Dataset items:
══════════════════════════════
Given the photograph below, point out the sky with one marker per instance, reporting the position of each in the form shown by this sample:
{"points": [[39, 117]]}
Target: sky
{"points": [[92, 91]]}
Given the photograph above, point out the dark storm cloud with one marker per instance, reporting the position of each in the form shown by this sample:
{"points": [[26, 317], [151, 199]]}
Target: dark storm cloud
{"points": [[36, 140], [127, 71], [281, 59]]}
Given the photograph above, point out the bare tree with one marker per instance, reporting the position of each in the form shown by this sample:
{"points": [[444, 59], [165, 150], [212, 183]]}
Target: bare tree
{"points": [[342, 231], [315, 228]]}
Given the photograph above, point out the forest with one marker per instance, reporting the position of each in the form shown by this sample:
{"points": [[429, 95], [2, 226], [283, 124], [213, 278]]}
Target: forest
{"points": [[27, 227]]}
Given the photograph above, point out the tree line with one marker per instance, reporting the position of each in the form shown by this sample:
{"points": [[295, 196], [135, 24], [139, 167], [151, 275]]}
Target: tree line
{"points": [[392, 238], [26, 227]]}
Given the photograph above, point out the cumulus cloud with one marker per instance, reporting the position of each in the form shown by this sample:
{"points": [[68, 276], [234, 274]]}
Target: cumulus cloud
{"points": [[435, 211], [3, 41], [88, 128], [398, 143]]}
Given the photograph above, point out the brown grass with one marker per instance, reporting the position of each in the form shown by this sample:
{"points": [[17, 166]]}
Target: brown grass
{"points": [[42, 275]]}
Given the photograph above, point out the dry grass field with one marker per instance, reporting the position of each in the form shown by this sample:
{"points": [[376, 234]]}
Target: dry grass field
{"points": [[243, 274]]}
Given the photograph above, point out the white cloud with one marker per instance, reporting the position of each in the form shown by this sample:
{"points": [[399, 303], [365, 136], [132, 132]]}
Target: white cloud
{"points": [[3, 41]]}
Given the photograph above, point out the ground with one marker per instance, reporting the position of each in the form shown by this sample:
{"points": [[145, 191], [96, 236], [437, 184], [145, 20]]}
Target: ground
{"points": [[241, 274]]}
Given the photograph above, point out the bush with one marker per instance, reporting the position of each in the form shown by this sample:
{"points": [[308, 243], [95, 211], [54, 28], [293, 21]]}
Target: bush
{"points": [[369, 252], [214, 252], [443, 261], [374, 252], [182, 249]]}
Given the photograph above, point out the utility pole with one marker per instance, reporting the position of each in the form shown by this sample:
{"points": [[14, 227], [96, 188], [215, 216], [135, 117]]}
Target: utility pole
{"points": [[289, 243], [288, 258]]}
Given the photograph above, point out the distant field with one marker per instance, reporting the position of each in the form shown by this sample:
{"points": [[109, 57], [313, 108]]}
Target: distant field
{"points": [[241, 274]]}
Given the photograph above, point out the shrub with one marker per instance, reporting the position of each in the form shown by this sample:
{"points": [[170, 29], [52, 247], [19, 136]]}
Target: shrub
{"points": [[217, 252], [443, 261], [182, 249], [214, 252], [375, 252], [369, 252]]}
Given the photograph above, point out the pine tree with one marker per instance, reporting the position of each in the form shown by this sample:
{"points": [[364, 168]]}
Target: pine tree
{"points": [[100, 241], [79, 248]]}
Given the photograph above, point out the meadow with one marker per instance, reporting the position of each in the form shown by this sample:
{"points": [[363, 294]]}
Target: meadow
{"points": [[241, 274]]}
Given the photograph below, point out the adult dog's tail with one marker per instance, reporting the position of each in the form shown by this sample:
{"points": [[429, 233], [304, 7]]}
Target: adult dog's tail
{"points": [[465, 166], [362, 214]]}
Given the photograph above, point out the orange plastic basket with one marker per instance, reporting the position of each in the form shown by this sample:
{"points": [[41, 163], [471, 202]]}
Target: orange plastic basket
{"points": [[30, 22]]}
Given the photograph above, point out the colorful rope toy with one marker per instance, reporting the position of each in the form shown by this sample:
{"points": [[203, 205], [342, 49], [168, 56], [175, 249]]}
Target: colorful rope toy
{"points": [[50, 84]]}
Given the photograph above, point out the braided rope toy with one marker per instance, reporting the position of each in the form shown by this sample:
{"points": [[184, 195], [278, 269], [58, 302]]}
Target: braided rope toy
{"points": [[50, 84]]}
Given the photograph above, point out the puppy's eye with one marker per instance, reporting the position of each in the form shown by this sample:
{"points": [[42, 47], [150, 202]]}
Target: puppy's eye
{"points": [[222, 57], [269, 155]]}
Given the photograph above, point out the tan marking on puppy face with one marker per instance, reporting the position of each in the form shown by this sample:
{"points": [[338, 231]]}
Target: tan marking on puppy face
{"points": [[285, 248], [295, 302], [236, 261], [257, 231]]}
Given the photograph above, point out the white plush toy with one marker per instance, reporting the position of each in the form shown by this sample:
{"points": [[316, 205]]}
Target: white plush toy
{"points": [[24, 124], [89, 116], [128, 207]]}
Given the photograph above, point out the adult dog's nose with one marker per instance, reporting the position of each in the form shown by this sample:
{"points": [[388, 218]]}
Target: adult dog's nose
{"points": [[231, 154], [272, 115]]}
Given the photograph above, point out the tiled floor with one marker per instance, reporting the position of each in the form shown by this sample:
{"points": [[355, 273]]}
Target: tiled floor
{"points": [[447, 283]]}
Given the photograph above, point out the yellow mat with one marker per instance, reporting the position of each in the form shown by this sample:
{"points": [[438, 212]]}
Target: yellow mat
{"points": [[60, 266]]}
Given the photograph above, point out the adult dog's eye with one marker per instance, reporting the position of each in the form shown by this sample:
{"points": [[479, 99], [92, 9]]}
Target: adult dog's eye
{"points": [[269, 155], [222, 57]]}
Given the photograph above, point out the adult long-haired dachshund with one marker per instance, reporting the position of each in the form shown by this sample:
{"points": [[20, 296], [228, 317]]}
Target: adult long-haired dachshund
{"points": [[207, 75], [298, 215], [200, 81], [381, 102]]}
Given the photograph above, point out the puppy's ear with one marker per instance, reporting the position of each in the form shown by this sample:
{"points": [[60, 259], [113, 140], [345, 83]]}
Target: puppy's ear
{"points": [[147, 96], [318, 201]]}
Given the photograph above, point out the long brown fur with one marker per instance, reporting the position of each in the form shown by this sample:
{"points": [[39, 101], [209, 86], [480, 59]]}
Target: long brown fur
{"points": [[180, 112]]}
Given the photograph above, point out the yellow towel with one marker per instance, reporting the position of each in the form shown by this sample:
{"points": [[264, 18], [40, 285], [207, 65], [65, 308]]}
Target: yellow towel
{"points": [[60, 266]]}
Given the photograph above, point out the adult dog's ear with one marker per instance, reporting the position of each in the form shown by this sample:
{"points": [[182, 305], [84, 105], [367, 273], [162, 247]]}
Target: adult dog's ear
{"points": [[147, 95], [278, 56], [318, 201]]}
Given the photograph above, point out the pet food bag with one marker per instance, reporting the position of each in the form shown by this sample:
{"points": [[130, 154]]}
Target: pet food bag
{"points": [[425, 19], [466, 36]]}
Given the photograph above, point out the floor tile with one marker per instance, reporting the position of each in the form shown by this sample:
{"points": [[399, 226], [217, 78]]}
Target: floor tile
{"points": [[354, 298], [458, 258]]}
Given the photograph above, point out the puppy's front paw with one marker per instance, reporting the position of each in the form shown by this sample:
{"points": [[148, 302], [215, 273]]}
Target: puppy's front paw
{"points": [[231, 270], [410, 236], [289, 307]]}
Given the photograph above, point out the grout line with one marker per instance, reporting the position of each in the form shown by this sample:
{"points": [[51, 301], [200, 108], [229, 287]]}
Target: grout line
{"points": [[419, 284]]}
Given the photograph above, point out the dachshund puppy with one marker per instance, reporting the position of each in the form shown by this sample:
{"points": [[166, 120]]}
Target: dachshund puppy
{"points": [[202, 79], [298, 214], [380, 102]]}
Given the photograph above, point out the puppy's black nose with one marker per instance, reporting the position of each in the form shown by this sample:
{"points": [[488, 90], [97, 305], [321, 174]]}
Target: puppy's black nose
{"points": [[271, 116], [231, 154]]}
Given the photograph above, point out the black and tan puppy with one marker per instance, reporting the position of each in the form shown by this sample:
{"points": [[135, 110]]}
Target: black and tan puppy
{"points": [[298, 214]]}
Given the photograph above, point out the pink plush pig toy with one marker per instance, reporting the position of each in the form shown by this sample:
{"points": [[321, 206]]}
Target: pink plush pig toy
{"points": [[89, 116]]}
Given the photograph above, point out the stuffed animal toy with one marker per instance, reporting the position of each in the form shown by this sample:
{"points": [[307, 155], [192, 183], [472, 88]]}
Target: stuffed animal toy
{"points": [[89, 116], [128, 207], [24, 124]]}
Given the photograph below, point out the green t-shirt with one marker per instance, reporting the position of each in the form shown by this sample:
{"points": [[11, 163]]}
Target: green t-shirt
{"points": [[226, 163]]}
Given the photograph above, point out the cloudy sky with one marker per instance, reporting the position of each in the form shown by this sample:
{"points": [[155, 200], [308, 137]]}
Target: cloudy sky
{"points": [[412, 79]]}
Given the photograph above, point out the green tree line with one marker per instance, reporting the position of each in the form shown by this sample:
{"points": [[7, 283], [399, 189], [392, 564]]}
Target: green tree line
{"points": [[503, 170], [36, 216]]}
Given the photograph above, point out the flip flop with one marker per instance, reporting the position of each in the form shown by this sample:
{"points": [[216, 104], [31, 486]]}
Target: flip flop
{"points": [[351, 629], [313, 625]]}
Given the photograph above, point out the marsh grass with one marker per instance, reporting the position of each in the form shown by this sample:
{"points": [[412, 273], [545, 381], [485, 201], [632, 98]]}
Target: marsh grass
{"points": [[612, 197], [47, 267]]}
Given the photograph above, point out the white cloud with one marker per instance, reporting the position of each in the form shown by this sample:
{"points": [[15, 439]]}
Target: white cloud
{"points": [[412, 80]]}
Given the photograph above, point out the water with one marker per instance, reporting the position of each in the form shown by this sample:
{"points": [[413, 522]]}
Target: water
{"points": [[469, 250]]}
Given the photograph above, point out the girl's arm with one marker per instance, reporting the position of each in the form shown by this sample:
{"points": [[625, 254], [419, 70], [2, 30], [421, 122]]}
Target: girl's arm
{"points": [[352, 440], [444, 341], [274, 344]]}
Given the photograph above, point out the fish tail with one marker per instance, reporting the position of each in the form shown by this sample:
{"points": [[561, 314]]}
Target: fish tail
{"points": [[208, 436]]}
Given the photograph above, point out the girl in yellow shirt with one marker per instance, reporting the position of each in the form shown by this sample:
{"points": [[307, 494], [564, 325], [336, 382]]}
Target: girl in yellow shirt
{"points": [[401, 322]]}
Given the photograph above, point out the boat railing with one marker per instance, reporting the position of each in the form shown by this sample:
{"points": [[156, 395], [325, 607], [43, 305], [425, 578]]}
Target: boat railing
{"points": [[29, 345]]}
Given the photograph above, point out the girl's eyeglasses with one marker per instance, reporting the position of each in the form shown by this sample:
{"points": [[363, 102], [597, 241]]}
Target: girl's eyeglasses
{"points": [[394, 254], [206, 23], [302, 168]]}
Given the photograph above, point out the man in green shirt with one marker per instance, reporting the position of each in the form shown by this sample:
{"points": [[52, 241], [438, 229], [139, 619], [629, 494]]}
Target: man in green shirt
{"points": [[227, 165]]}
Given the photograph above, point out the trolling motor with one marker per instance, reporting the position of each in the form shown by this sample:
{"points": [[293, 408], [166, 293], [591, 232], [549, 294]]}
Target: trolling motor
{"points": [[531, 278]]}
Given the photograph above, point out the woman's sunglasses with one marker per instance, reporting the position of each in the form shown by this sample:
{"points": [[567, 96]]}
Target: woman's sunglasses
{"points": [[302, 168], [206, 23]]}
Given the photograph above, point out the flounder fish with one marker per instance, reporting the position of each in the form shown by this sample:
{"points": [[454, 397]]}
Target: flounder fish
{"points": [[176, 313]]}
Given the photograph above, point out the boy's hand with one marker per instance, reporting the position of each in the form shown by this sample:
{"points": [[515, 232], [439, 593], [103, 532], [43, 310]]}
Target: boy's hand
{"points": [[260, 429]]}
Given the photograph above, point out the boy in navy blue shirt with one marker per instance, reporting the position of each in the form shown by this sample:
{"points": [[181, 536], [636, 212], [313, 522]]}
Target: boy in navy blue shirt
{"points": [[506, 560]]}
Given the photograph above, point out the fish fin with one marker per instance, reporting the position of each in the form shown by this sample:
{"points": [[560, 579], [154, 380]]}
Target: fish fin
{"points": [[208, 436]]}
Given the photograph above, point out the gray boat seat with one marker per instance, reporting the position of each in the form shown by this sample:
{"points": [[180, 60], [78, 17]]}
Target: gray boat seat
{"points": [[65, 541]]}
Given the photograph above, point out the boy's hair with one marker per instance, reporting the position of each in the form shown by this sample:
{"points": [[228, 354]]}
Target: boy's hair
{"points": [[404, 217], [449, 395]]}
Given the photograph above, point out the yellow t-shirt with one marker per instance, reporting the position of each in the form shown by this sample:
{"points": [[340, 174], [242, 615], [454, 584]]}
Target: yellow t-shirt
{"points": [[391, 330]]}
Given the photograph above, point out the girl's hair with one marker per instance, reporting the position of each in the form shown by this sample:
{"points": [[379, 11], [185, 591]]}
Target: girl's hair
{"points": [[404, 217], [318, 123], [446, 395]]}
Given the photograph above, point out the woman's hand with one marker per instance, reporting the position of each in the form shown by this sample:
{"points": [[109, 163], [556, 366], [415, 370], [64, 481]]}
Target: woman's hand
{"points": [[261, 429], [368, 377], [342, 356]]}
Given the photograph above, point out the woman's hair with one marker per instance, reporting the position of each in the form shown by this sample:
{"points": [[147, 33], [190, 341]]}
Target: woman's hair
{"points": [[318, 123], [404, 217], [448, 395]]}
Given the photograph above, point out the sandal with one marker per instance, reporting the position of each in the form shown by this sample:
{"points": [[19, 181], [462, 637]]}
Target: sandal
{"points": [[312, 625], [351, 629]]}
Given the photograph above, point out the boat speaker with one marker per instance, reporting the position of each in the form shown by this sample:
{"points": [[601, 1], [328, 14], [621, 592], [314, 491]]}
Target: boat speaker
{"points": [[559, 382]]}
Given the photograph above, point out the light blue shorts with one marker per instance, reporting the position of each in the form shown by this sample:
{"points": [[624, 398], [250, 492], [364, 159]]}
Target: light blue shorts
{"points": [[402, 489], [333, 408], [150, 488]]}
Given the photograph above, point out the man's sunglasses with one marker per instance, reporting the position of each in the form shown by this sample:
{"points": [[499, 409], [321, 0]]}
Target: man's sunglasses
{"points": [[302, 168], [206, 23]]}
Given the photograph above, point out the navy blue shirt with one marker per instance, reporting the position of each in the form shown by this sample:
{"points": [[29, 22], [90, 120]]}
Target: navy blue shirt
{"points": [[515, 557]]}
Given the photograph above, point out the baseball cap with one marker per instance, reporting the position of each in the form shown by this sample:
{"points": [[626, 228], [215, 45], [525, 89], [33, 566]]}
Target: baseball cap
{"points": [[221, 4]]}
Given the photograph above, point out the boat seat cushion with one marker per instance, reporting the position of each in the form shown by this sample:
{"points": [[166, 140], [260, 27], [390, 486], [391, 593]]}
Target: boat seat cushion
══════════════════════════════
_Activity_
Go over the data above and copy every line that has the word "cushion" in it.

_Answer to this problem_
Given the photograph above, point out the boat seat cushion with one marker per instance, reporting the position of each in the form shown by this sample:
Target: boat seat cushion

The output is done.